Exercise directions:
In the data, extract each line that holds the string "cloud".

= = = =

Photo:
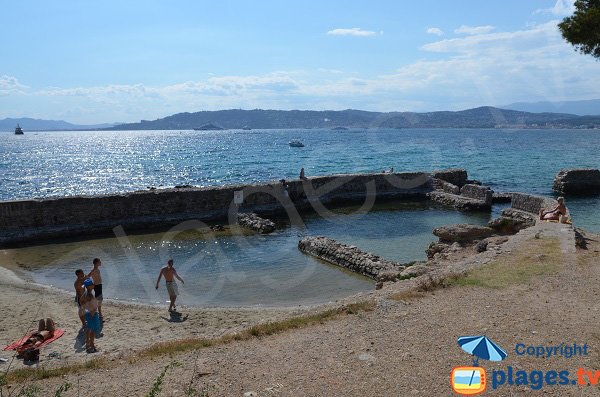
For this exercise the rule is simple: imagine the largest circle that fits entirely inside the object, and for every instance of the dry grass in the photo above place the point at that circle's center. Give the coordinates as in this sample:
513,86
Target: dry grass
178,346
407,295
534,258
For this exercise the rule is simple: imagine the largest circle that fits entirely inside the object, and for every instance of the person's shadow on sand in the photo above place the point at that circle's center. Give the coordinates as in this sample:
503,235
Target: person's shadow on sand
175,317
79,344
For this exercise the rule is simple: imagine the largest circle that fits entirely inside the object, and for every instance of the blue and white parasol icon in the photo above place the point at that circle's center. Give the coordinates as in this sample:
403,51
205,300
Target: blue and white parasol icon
481,347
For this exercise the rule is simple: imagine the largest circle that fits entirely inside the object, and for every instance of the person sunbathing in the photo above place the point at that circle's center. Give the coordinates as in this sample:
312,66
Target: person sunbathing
555,213
45,331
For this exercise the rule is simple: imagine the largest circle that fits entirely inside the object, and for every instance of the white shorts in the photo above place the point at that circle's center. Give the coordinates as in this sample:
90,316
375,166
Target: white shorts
172,288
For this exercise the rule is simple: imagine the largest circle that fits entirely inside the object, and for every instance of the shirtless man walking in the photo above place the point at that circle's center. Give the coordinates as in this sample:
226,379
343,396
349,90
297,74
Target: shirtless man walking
97,279
170,274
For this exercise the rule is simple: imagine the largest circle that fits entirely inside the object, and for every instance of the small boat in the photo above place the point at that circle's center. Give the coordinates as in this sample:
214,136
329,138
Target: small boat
209,127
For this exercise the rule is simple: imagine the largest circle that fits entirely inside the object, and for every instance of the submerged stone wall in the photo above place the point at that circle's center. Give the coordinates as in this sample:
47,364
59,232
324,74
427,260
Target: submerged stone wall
477,192
577,181
531,203
455,176
27,221
351,258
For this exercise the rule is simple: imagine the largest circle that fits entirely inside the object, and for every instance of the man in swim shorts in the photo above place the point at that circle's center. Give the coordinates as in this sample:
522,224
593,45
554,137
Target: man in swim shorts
97,279
170,274
79,290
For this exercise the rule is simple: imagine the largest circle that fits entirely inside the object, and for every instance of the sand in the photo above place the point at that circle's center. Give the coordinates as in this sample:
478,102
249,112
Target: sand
402,348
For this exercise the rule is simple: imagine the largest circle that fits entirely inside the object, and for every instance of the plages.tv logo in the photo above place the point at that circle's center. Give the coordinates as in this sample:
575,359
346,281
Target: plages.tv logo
471,380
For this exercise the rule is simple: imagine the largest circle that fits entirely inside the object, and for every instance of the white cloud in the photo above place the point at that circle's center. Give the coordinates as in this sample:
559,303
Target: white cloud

= = = =

Written response:
For this exercise the rule is simple: imagine the largest circle that fits entirely inside the object, and for every instance of the white cloud in the photo above place the point at that circle's center. Give the coordinates as in this sample:
Target: white cloud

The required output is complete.